- **Your goal**:
Locate each row below that contains the string "tree" and copy those rows out whole. Treat uppercase and lowercase as different.

- **Input rows**:

──────

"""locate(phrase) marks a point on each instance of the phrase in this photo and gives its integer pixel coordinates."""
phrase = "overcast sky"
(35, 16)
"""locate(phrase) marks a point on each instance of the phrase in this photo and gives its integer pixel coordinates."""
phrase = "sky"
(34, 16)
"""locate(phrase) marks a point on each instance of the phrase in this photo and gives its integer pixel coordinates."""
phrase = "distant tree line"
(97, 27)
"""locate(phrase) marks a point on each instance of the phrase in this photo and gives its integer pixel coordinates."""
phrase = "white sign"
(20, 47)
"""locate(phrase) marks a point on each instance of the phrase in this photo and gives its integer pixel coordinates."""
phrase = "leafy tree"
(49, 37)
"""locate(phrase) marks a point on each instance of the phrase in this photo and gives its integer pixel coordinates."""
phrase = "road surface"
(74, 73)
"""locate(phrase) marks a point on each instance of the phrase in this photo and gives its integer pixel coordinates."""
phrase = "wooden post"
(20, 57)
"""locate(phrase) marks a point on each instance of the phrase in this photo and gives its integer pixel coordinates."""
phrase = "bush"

──────

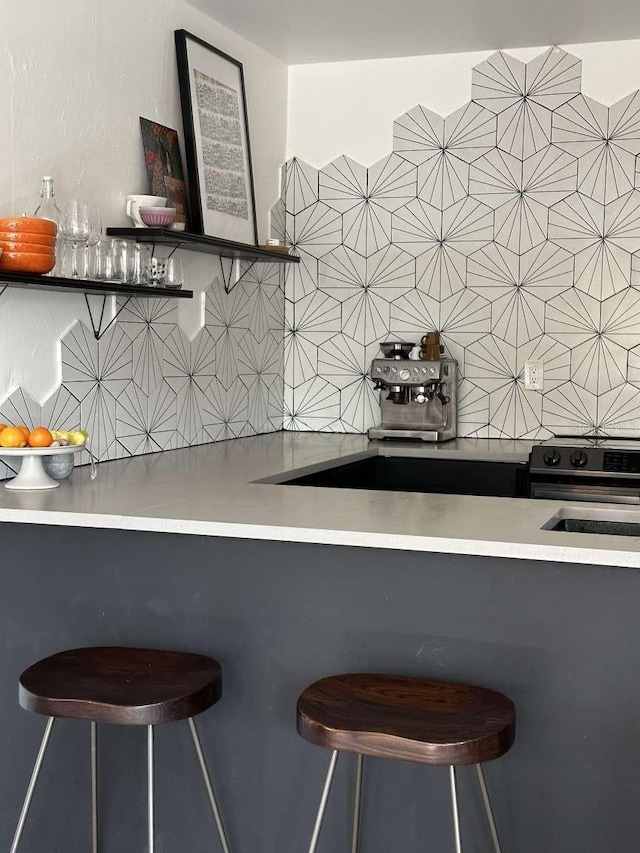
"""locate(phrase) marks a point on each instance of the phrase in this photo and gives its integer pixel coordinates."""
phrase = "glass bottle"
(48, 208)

──────

- **Response to the task**:
phrase = "distant tree line"
phrase = "leafy tree"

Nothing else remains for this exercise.